Dataset items
----
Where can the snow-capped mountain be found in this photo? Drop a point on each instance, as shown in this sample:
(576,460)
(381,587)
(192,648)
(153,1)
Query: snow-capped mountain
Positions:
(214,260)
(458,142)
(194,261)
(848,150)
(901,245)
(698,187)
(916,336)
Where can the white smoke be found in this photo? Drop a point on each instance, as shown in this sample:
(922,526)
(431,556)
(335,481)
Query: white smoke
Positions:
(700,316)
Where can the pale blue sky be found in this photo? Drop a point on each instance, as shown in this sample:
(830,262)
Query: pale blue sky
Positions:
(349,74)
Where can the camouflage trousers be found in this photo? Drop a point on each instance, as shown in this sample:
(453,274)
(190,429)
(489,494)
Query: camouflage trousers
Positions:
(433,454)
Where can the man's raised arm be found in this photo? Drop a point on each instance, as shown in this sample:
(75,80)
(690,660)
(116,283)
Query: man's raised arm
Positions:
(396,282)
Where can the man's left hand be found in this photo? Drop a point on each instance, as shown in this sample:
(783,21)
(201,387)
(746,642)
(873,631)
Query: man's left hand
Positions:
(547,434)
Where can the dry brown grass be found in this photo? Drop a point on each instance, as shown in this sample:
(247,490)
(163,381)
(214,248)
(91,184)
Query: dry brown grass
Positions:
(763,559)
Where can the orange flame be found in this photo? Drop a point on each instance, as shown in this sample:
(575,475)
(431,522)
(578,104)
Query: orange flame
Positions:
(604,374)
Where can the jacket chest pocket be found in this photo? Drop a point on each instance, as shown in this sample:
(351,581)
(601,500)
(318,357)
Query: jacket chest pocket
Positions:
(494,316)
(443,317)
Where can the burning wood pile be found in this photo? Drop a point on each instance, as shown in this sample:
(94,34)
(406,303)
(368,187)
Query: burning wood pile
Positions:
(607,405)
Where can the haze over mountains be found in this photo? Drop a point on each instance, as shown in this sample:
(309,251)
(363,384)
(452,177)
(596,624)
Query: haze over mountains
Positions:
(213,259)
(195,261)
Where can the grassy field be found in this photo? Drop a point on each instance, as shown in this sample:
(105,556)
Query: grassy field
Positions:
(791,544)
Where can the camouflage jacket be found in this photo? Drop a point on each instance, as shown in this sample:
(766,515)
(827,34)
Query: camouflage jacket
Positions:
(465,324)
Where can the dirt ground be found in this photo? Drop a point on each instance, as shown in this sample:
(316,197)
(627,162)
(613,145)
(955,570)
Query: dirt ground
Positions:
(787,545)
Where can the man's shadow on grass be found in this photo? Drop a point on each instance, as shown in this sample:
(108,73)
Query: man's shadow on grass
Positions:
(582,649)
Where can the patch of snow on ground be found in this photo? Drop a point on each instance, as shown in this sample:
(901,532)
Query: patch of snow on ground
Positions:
----
** Prompt **
Please count the lines above that contain the word "burning", and reply with the number alone.

** Reply to the task **
2